EXERCISE REQUIREMENTS: Quote exactly the lines from the one with "Exercise. Mark the bell" to the end of the data, both included; omit the pictures.
>> Begin DATA EXTRACT
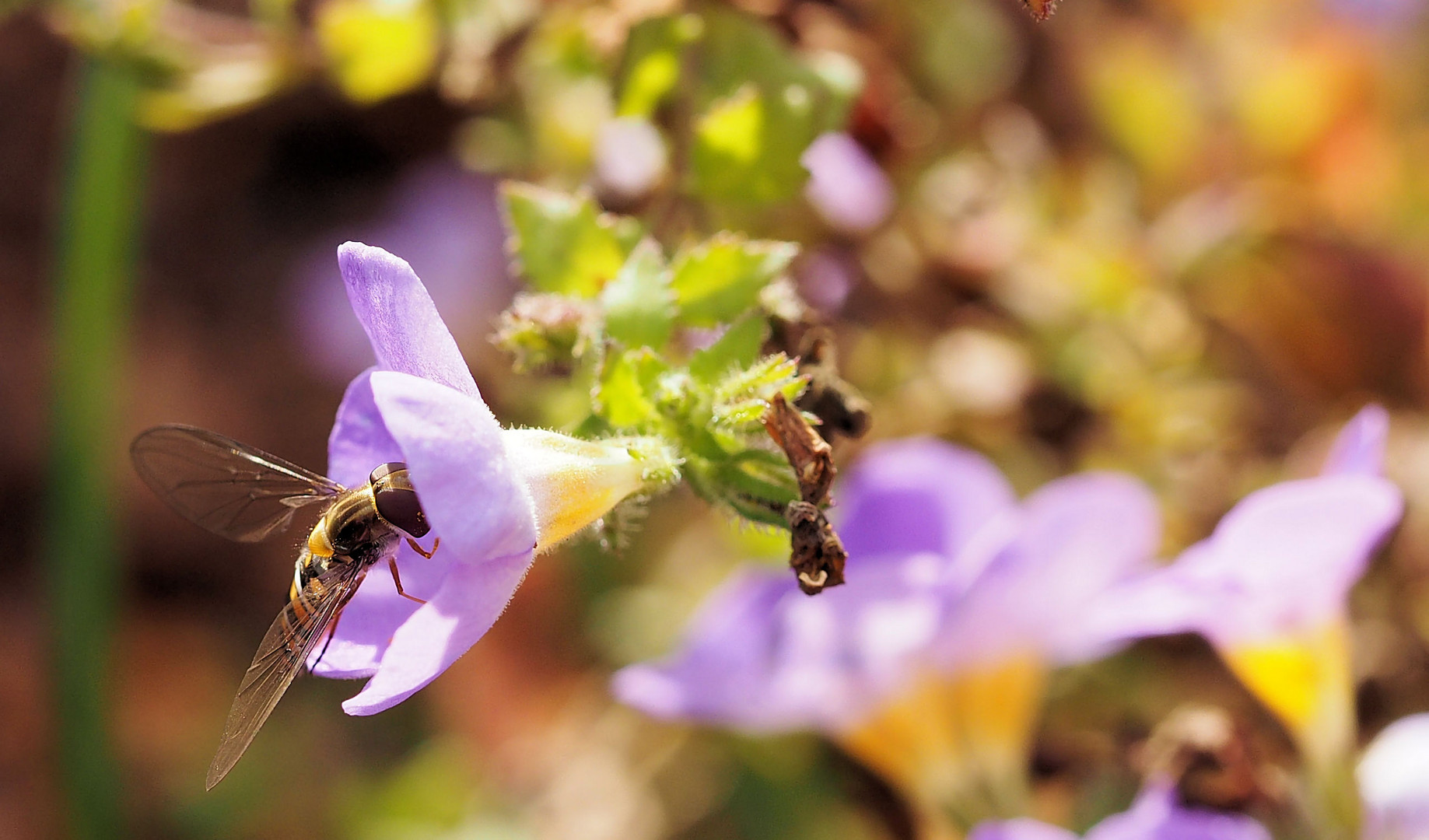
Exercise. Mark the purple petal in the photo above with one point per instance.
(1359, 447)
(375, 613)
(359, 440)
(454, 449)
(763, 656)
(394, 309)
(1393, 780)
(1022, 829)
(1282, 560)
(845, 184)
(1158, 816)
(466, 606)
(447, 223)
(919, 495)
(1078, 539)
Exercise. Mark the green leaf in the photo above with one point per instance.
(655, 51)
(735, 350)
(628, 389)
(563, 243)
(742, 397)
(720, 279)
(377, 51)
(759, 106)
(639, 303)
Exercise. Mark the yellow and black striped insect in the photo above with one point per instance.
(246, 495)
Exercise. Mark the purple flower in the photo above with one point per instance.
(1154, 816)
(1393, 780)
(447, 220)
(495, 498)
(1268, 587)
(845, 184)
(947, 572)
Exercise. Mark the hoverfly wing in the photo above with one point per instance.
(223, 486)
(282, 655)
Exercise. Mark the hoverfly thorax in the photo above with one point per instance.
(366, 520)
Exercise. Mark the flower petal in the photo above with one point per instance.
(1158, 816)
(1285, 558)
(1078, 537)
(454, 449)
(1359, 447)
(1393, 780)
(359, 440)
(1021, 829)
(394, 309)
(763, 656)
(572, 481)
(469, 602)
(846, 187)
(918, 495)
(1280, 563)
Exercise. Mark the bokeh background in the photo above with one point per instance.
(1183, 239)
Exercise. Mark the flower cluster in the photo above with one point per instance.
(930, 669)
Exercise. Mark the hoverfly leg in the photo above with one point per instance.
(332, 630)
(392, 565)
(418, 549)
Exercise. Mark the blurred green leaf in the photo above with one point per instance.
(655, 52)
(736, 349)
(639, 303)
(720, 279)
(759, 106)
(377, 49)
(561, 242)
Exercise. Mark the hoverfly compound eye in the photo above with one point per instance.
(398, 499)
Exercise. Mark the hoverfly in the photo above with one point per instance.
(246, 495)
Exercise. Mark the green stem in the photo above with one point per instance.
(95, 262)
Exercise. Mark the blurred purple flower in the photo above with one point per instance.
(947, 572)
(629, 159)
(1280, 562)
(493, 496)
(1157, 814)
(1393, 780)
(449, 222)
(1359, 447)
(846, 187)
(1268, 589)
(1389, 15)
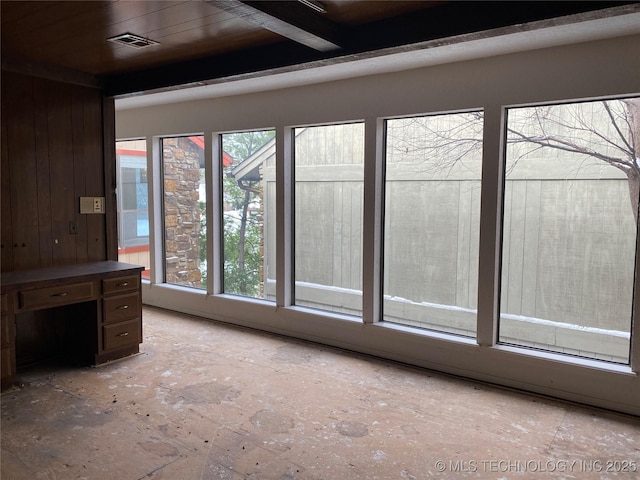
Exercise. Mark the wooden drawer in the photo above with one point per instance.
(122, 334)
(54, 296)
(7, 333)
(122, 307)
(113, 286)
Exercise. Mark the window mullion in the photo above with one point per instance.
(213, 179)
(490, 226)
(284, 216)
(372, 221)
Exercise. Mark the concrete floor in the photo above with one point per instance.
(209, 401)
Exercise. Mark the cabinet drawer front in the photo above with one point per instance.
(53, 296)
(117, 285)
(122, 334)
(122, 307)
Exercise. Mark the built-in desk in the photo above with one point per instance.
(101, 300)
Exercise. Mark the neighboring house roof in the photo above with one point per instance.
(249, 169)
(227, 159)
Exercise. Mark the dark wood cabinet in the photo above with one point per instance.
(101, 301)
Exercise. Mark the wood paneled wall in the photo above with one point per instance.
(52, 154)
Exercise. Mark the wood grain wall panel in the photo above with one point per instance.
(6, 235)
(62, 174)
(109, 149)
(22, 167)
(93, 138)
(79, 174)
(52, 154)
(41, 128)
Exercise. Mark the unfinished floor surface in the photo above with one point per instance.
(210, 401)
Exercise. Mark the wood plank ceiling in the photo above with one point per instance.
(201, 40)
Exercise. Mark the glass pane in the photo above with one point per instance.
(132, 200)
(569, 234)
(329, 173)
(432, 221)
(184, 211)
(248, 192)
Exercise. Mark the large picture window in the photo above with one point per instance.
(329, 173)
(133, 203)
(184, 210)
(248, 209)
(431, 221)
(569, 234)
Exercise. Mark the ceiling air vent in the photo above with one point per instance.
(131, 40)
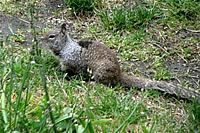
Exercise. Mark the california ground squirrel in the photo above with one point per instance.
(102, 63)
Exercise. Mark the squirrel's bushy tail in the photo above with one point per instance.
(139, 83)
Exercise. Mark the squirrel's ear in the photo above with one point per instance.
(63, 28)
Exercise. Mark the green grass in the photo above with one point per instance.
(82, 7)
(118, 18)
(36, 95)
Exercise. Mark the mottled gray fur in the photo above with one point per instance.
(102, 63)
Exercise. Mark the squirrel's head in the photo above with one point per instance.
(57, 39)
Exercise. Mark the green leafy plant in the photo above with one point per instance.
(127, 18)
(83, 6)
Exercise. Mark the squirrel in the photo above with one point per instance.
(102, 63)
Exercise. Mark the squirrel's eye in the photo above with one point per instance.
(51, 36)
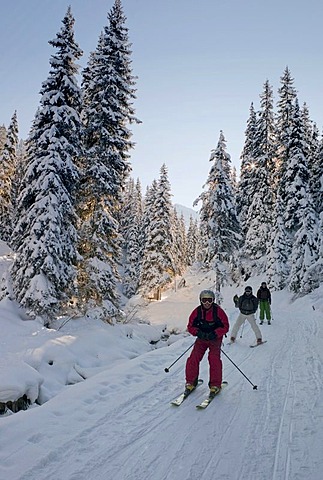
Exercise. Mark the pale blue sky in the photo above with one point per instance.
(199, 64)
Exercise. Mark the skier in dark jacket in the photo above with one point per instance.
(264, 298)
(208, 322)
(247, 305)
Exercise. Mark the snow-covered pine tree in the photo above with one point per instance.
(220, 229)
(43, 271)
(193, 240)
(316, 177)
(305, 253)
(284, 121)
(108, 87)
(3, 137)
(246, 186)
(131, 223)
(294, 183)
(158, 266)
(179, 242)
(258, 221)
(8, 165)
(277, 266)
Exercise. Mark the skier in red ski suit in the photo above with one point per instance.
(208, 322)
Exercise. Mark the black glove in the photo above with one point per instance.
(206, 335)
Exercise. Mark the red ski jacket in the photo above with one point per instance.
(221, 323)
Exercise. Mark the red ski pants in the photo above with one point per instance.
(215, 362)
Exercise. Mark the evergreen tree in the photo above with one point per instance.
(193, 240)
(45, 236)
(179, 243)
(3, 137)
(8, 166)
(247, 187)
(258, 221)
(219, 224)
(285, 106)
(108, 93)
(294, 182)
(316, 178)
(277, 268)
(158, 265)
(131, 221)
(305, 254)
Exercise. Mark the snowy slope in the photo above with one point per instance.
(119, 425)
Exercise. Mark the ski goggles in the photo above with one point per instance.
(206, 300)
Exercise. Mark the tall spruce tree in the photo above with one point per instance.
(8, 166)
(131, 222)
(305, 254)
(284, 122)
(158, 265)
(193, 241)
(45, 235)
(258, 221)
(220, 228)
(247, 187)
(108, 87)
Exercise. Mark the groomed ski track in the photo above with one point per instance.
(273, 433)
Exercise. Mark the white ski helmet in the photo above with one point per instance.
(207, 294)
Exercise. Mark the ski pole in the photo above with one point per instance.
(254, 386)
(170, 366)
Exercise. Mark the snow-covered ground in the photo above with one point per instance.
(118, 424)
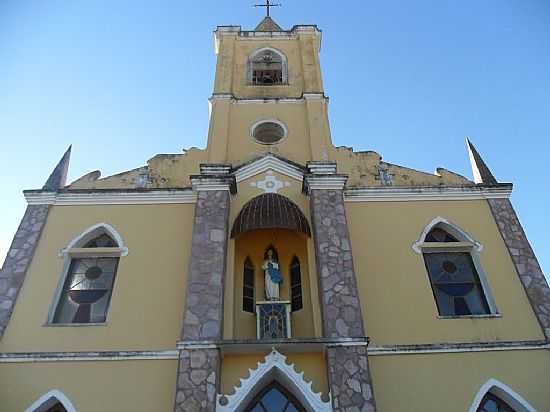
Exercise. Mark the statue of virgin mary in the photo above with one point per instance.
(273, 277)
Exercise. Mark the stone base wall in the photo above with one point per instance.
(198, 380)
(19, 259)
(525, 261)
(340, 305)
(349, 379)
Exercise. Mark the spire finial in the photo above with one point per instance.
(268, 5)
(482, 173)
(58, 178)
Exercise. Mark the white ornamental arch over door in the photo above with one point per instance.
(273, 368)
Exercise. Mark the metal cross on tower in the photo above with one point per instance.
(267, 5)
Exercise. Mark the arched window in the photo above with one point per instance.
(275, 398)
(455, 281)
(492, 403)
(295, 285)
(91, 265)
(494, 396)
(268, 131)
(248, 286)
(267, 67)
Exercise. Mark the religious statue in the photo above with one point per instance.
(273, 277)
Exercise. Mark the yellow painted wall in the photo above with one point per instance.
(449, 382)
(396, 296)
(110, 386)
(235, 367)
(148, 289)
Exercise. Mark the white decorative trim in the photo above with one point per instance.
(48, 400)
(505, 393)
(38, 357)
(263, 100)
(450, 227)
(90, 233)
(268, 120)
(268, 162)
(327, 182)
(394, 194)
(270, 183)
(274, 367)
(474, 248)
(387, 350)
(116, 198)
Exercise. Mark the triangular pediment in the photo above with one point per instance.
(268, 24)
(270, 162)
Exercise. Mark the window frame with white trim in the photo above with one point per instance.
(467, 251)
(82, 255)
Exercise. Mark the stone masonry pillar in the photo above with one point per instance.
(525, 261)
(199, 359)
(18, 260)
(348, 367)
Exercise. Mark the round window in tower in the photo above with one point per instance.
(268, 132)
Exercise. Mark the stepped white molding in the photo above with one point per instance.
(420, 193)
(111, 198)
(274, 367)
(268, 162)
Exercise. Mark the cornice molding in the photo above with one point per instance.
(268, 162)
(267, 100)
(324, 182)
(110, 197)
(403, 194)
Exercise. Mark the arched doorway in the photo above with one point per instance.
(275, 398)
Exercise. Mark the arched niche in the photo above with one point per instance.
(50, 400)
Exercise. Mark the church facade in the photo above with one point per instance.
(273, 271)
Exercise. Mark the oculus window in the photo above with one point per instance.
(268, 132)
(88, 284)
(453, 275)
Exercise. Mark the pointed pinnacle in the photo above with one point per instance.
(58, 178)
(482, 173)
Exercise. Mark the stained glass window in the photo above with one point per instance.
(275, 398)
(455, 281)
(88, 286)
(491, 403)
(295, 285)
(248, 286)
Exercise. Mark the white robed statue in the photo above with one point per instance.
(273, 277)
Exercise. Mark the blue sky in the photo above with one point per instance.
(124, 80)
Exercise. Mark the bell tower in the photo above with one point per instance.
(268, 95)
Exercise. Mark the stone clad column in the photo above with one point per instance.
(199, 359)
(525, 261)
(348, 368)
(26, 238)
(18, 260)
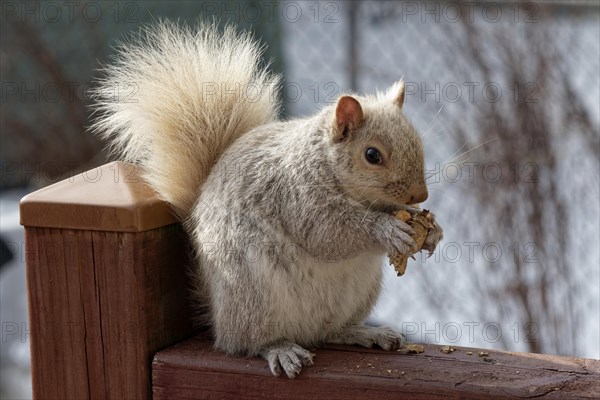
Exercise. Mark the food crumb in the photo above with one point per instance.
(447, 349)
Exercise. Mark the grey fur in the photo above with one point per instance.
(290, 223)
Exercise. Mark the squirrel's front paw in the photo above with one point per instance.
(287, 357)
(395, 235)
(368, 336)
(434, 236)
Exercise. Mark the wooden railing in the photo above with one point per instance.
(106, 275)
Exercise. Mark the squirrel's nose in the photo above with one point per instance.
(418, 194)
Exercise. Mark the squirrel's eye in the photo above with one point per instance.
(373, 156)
>> End DATA EXTRACT
SOLUTION TO THIS TASK:
Exercise. Mark the bell tower in the photo above with one point per instance.
(268, 95)
Exercise. Mark the stone clad column in the photo above with one point per instance.
(199, 359)
(525, 261)
(348, 368)
(26, 238)
(18, 260)
Exercise. Mark the food crumb in the photo above with one point per instance.
(447, 349)
Exercise. Mark the grey fur in the photo above with one point per instance.
(290, 223)
Exercise. Mark the squirrel's front paw in the photo above with one point per instance.
(287, 357)
(395, 235)
(368, 336)
(434, 236)
Exercise. Mark the wooden railing in the photo above with one point per instance.
(106, 275)
Exercise. Mark the squirrel's nose in the photo above with one point per instance.
(418, 194)
Exercise. Mark the squirrel's eye in the photo above with one point per instance.
(373, 156)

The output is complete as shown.